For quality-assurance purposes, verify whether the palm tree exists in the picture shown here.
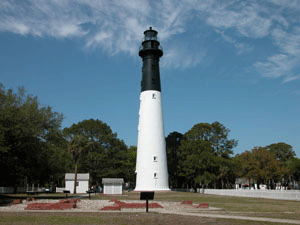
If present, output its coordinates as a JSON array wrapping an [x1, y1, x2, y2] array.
[[68, 135, 91, 194]]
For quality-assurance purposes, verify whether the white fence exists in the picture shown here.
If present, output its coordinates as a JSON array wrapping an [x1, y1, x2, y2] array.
[[197, 189, 300, 201], [0, 187, 15, 194]]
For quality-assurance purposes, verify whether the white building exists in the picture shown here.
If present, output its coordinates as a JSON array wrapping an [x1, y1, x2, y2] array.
[[102, 178, 124, 195], [65, 173, 90, 193]]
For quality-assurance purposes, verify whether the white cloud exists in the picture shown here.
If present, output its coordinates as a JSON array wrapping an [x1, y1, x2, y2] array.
[[0, 0, 300, 82]]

______

* What you need to do *
Retype all of the records above word for word, leaving out the pictures.

* Worked answer *
For quality-assurance purposes, verify whether the palm tree exists in the picture shown here.
If present, output its coordinates as a JSON array wrapping an [x1, y1, x2, y2] array.
[[68, 135, 91, 194]]
For quality-assurance purposes, verify whether the white fence exists in the picture shown here.
If present, output its coordinates as a JSON array wrapping an [x1, y1, x2, y2] array.
[[197, 189, 300, 201], [0, 187, 15, 194]]
For quality-assurance purposes, verify whether the white building exists in the picture shown here.
If present, output its coordinates as a JSON array wrapping an [x1, y1, x2, y2] array.
[[102, 178, 124, 195], [65, 173, 90, 193]]
For quality-assurance purposes, verify whether the white cloud exists in the picture shown here.
If present, output its coordinates as a JSON array wrapping an [x1, y1, x2, y2] array.
[[0, 0, 300, 82]]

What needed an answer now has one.